> _COMPITI DA SVOLGERE_:
[A] Secondo il testo sulla parabola britannica, per quale motivo la premier ha dovuto lasciare?
[B] Per favore, prosegui il testo sulla parabola britannica a partire dalla sua ultima frase.

--- ESTRATTO DELLA FONTE ---

La premier ha dovuto lasciare dopo le polemiche per la manovra che riduceva le tasse ai ricchi e la successiva retromarcia. Un caso che dimostra come anche chi è fuori dall’euro e dall’Ue deve rispettare le regole. Non una buona notizia per i sovranisti di casa nostra

Come nella più sapiente delle sceneggiature, a mettere la parola fine sui sogni di Salvini con le sue riforme della Fornero e di Berlusconi con la flat tax, tutte misure che comporterebbero un buco di bilancio di decine di miliardi - da compensare con disinvolti “sforamenti” e con nuovo debito come se non ne avessimo abbastanza - è arrivata la parabola britannica. La quale insegna che non è proprio il momento - fra guerra, inflazione, calo della crescita - di scherzare con i bilanci pubblici. E questo in qualsiasi Paese: nell’ipergloriosa Gran Bretagna né a maggior ragione nell’iperindebitata Italia.

--- RIGHE FORNITE ---

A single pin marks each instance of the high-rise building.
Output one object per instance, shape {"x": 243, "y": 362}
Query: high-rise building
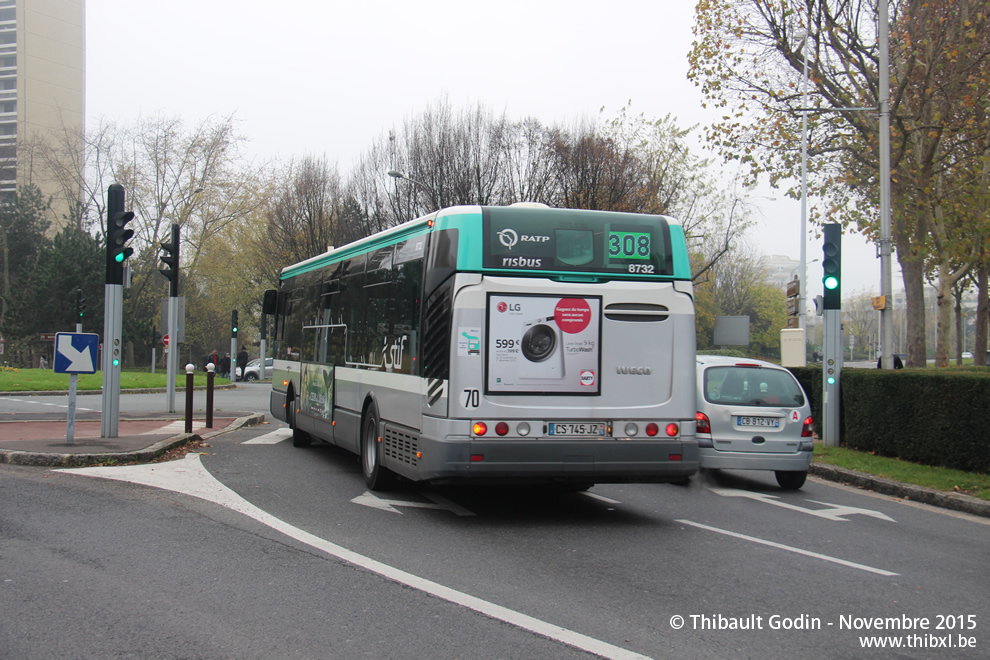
{"x": 42, "y": 92}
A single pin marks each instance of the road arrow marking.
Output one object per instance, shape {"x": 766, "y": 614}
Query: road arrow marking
{"x": 439, "y": 503}
{"x": 78, "y": 360}
{"x": 836, "y": 512}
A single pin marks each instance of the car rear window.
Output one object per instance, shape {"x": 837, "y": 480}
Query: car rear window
{"x": 752, "y": 386}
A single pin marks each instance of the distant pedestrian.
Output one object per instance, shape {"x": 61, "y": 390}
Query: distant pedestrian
{"x": 242, "y": 359}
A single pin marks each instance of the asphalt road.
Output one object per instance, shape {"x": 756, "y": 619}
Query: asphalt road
{"x": 283, "y": 552}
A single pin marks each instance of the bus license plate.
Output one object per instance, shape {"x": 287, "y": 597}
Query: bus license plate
{"x": 576, "y": 429}
{"x": 763, "y": 422}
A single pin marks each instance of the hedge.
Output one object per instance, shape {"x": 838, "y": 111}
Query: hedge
{"x": 933, "y": 417}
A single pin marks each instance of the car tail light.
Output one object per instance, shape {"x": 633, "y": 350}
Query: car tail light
{"x": 704, "y": 424}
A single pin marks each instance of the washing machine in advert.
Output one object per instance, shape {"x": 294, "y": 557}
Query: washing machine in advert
{"x": 542, "y": 347}
{"x": 543, "y": 344}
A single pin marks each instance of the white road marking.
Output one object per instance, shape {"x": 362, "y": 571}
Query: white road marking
{"x": 440, "y": 503}
{"x": 47, "y": 403}
{"x": 836, "y": 512}
{"x": 188, "y": 476}
{"x": 601, "y": 498}
{"x": 807, "y": 553}
{"x": 273, "y": 438}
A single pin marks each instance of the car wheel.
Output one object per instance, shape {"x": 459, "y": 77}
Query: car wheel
{"x": 376, "y": 476}
{"x": 791, "y": 480}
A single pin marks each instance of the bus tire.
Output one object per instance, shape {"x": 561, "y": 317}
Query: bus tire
{"x": 375, "y": 476}
{"x": 299, "y": 437}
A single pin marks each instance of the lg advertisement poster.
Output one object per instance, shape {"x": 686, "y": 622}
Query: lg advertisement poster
{"x": 544, "y": 344}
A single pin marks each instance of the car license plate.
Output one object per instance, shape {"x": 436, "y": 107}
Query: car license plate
{"x": 576, "y": 429}
{"x": 762, "y": 422}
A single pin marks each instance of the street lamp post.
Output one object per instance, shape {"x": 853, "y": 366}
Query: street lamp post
{"x": 803, "y": 283}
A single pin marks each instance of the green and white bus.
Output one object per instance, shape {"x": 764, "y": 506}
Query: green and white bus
{"x": 495, "y": 344}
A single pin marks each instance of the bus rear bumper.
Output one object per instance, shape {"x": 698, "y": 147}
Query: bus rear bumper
{"x": 600, "y": 461}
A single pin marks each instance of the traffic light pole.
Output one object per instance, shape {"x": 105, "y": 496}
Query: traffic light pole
{"x": 233, "y": 347}
{"x": 118, "y": 251}
{"x": 171, "y": 272}
{"x": 112, "y": 324}
{"x": 172, "y": 356}
{"x": 832, "y": 378}
{"x": 832, "y": 303}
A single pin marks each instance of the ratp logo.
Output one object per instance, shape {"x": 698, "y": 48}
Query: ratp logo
{"x": 508, "y": 238}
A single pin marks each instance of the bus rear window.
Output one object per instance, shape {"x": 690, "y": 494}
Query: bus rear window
{"x": 576, "y": 241}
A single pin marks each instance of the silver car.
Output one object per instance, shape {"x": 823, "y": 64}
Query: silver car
{"x": 253, "y": 369}
{"x": 753, "y": 415}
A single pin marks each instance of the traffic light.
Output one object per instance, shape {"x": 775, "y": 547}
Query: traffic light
{"x": 832, "y": 266}
{"x": 171, "y": 262}
{"x": 118, "y": 234}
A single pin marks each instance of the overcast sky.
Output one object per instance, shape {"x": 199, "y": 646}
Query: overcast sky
{"x": 331, "y": 76}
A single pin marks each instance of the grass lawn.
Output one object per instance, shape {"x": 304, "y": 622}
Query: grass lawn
{"x": 39, "y": 380}
{"x": 945, "y": 479}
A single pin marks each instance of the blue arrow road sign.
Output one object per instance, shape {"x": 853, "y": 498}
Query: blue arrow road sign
{"x": 75, "y": 352}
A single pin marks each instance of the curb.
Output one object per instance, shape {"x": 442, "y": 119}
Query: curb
{"x": 954, "y": 501}
{"x": 15, "y": 457}
{"x": 144, "y": 390}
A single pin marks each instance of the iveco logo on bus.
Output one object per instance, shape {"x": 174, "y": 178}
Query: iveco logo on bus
{"x": 634, "y": 371}
{"x": 509, "y": 238}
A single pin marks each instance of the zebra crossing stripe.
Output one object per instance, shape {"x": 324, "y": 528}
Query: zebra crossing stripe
{"x": 273, "y": 438}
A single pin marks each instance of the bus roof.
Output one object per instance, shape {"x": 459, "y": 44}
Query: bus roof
{"x": 442, "y": 219}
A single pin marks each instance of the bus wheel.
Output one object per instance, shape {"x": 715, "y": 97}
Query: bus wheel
{"x": 299, "y": 437}
{"x": 376, "y": 476}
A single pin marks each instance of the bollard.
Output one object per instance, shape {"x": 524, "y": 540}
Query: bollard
{"x": 190, "y": 370}
{"x": 210, "y": 368}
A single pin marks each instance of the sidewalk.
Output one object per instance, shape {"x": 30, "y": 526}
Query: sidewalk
{"x": 40, "y": 439}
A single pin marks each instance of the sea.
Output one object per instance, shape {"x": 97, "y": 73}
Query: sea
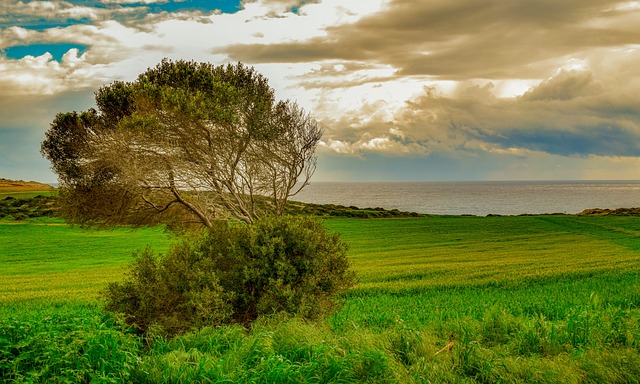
{"x": 479, "y": 198}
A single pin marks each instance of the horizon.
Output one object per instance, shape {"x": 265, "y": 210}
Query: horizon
{"x": 425, "y": 91}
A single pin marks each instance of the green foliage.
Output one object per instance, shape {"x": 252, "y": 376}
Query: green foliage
{"x": 57, "y": 347}
{"x": 235, "y": 273}
{"x": 186, "y": 143}
{"x": 547, "y": 299}
{"x": 27, "y": 207}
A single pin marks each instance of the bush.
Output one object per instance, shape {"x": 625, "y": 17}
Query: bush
{"x": 233, "y": 274}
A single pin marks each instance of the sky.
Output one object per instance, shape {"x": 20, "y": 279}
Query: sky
{"x": 431, "y": 90}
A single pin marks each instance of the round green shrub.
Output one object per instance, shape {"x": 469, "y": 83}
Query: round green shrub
{"x": 235, "y": 273}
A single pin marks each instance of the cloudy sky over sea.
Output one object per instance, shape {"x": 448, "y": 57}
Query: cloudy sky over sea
{"x": 406, "y": 90}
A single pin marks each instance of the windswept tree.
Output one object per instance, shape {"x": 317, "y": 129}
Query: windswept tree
{"x": 185, "y": 143}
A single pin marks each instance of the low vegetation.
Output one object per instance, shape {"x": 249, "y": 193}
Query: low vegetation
{"x": 234, "y": 274}
{"x": 536, "y": 299}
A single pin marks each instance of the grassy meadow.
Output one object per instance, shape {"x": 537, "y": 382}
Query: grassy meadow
{"x": 443, "y": 299}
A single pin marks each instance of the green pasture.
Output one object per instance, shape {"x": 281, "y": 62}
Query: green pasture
{"x": 523, "y": 299}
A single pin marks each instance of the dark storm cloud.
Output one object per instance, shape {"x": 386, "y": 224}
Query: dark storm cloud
{"x": 462, "y": 39}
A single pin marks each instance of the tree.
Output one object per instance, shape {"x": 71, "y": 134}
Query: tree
{"x": 185, "y": 143}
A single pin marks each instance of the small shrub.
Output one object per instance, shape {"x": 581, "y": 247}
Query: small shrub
{"x": 233, "y": 274}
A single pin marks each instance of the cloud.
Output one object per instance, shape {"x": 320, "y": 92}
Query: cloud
{"x": 569, "y": 114}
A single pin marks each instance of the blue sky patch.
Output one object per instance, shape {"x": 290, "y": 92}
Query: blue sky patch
{"x": 205, "y": 6}
{"x": 56, "y": 50}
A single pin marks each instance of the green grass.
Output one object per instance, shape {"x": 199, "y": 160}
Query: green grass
{"x": 551, "y": 299}
{"x": 47, "y": 260}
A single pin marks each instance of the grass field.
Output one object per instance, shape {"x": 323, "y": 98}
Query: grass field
{"x": 552, "y": 299}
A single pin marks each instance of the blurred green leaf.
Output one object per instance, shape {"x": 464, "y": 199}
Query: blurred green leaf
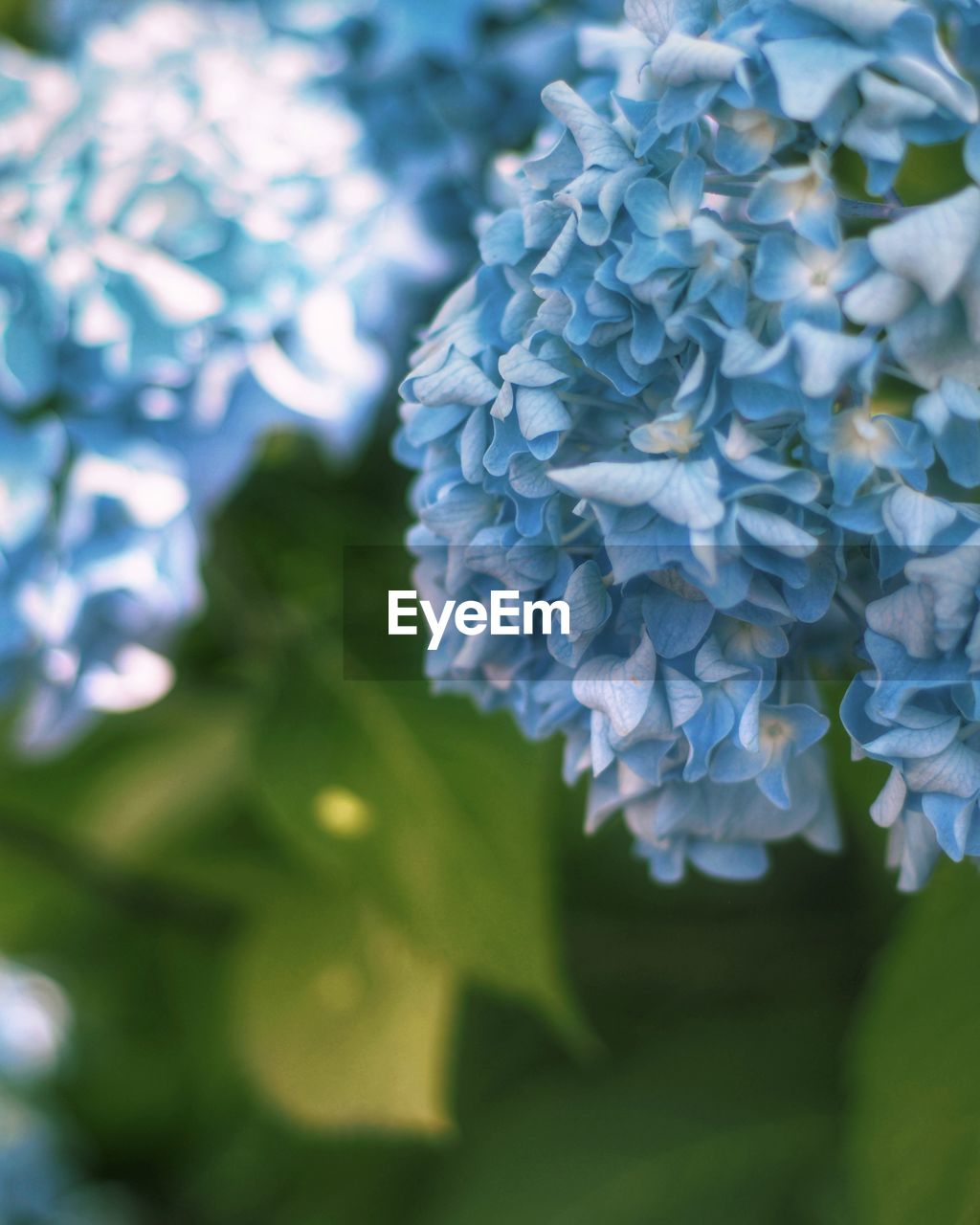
{"x": 915, "y": 1128}
{"x": 163, "y": 784}
{"x": 341, "y": 1020}
{"x": 725, "y": 1121}
{"x": 436, "y": 812}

---

> _LE RISPOSTE_:
[A] Per le polemiche sulla manovra che riduceva le tasse ai ricchi e per la successiva retromarcia.

[B]
Lo psicodramma a Londra è iniziato il 23 settembre. Quel giorno, il 17° dal suo insediamento al n.10 di Downing Street, la premier Liz Truss, che aveva preso il posto di Boris Johnson travolto da una crisi di impopolarità, ha varato il “mini-budget”: un assaggio di finanziaria in attesa della legge definitiva in calendario per il 31 ottobre. Nel provvedimento, per spingere la crescita, la “lady di latta” come è stata ribattezzata irridendo il suo piglio autodichiaratamente thatcheriano, ha inserito una serie di sgravi fiscali a beneficio sia delle aziende (la cui tassa sarebbe scesa dal 25 al 19%) che delle persone fisiche, con i maggiori vantaggi per i contribuenti più ricchi visto che era prevista l’abolizione del top rate al 45%. I redditi da 150mila sterline in su sarebbero rientrati nello scaglione del 40%.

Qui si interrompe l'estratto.